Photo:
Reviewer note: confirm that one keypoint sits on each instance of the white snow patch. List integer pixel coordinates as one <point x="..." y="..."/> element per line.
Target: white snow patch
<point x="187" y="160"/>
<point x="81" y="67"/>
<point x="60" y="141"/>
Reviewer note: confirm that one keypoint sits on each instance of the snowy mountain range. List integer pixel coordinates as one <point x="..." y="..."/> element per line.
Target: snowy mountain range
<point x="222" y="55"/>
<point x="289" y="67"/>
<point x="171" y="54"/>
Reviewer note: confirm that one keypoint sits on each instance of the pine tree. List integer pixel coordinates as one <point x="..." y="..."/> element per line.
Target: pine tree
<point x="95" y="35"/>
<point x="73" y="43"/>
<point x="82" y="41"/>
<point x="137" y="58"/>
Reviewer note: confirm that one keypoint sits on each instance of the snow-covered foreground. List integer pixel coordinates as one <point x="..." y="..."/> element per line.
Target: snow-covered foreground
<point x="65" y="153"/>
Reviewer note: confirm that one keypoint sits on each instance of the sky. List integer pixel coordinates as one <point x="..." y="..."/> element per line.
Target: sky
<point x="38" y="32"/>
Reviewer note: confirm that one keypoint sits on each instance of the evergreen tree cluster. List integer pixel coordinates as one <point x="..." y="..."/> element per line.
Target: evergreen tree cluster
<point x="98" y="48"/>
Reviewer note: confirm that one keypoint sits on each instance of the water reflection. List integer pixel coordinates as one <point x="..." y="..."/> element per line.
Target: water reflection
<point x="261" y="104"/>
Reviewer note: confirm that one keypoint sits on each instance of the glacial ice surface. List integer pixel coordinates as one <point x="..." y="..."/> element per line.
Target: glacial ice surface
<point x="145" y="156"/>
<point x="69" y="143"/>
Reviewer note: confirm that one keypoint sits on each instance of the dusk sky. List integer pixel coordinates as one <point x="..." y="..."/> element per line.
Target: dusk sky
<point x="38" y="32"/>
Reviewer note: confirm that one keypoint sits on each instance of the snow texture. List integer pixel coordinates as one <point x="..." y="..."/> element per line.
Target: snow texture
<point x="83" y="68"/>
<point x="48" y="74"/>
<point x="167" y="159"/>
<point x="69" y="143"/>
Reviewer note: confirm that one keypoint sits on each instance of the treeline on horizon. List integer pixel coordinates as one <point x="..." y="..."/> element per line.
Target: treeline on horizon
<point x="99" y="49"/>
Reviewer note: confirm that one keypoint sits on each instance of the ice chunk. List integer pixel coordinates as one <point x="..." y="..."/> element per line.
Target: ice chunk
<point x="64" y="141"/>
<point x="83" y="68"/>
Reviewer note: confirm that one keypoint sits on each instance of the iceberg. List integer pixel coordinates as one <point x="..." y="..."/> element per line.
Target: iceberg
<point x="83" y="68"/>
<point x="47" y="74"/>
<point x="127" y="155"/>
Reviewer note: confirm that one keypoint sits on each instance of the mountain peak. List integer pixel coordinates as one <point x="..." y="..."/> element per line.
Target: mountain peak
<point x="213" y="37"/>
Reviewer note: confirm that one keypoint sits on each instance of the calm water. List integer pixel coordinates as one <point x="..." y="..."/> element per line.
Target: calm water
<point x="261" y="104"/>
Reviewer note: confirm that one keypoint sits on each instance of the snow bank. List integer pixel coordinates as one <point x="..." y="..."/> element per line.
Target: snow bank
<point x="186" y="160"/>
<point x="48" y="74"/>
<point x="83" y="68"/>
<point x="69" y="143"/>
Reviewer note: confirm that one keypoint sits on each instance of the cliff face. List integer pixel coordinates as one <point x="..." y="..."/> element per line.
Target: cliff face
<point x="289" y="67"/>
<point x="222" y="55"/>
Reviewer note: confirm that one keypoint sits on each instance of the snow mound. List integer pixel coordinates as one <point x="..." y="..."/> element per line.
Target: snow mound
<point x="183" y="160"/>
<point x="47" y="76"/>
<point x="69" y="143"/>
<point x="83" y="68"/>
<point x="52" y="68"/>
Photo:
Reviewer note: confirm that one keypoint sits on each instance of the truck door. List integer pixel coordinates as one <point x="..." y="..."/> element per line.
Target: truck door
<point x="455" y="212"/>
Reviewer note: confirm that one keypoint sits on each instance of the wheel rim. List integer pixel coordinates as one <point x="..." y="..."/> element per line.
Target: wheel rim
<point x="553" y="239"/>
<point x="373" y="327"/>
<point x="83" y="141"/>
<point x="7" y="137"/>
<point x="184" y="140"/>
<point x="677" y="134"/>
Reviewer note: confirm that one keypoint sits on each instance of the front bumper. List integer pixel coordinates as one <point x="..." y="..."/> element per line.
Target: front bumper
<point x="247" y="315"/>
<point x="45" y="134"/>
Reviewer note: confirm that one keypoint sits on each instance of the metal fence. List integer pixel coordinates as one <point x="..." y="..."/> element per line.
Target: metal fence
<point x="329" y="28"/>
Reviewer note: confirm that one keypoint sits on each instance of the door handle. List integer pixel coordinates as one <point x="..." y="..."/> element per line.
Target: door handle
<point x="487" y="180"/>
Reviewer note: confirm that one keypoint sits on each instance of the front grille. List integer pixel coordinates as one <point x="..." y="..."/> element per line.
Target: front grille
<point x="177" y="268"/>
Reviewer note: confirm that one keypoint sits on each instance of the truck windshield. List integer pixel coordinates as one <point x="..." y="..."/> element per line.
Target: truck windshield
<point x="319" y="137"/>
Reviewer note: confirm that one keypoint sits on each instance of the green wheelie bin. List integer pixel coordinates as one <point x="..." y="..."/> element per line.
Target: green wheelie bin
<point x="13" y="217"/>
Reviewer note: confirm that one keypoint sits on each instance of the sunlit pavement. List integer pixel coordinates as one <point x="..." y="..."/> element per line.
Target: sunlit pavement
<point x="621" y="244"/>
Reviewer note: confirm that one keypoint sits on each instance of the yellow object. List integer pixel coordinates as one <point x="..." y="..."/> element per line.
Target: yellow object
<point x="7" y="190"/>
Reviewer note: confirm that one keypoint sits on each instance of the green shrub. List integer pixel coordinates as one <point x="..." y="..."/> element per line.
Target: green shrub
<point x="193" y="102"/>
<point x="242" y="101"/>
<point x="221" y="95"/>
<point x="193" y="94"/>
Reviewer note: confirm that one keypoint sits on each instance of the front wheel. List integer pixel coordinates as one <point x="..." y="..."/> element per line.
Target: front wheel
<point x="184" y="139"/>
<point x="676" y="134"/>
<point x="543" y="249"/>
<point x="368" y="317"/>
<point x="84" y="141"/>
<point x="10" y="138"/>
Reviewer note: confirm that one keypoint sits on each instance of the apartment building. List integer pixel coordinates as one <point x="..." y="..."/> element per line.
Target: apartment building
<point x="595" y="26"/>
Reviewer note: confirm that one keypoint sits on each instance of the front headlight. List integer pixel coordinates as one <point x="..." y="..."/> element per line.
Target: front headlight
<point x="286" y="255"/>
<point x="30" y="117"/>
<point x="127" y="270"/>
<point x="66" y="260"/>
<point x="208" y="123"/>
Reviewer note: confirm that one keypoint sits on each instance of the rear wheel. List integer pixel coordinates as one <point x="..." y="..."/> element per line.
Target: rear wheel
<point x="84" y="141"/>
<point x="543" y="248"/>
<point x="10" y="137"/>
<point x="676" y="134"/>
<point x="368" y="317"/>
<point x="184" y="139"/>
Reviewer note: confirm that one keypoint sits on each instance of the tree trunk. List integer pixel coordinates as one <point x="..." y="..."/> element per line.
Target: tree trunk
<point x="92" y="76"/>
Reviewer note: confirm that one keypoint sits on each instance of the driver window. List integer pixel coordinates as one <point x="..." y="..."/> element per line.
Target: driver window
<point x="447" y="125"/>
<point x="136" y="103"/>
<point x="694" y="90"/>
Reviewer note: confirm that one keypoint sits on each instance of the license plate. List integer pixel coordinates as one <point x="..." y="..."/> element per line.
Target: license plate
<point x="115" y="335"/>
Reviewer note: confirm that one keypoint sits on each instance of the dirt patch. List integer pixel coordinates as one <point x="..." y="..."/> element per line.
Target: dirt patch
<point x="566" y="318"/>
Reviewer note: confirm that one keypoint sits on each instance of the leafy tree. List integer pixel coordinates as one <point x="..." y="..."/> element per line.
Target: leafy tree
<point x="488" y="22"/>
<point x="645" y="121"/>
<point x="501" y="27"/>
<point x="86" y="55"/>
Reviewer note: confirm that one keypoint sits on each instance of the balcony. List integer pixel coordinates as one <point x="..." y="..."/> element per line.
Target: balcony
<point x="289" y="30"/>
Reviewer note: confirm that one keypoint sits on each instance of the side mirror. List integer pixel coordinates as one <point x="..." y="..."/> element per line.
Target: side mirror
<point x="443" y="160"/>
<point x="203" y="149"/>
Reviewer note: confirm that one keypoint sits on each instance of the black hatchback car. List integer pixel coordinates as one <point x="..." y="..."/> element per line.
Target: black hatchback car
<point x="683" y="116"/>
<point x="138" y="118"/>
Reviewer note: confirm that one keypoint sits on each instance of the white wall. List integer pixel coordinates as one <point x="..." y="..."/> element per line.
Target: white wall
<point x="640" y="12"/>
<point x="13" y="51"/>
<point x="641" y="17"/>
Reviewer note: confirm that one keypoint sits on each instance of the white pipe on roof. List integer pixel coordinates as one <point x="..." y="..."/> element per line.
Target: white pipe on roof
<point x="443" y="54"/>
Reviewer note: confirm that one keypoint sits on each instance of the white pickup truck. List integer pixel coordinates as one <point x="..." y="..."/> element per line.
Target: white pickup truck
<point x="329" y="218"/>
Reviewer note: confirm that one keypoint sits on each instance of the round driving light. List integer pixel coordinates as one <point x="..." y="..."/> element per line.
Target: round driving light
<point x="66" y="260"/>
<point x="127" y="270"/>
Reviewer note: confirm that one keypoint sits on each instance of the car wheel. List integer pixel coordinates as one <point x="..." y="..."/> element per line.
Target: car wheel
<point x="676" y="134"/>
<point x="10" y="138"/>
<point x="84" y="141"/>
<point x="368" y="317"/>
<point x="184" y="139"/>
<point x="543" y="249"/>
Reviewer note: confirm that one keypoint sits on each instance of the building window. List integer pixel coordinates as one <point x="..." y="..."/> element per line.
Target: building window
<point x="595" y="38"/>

##########

WORK INSTRUCTIONS —
Above are the lines; repeat exactly the ones from the line containing "Target: front bumper" down to the line containing "the green shrub.", both inclusive.

SOLUTION FOR THIS EXERCISE —
Target: front bumper
<point x="247" y="315"/>
<point x="45" y="134"/>
Reviewer note: confirm that one keypoint sits on each instance of the metal fence. List integer pixel coordinates as one <point x="..." y="..."/> element per line.
Target: metal fence
<point x="329" y="28"/>
Reviewer note: confirm that one keypoint sits on each instance of the door handle. List integer pixel coordinates as one <point x="..." y="..."/> element per line.
Target: door handle
<point x="487" y="180"/>
Reviewer note: confirm that one keypoint sits on each instance of the front grille. List integer pixel coordinates as one <point x="..." y="..."/> element per line.
Target: front grille
<point x="177" y="268"/>
Reviewer note: confirm that one keypoint sits on each instance of the truck windshield. List integer pixel coordinates as one <point x="..." y="..."/> element per line.
Target: truck windshield
<point x="319" y="137"/>
Reviewer note: confirm that one keypoint sits on each instance of the green wheelie bin. List integer pixel coordinates as one <point x="..." y="..."/> element per line.
Target: green wheelie bin
<point x="13" y="217"/>
Reviewer note: confirm that one keypoint sits on each instance of the sunlit pavement. List integer pixel coordinates as one <point x="..." y="..."/> element per line.
Target: sunlit pavement
<point x="621" y="244"/>
Reviewer note: confirm that one keypoint sits on each instance of the yellow object. List integer pixel coordinates as one <point x="..." y="..."/> element per line.
Target: yellow object
<point x="7" y="190"/>
Reviewer note: confirm that one keypoint sits on each instance of the green shrub. List integer pixel coordinates as one <point x="..." y="..."/> element per line.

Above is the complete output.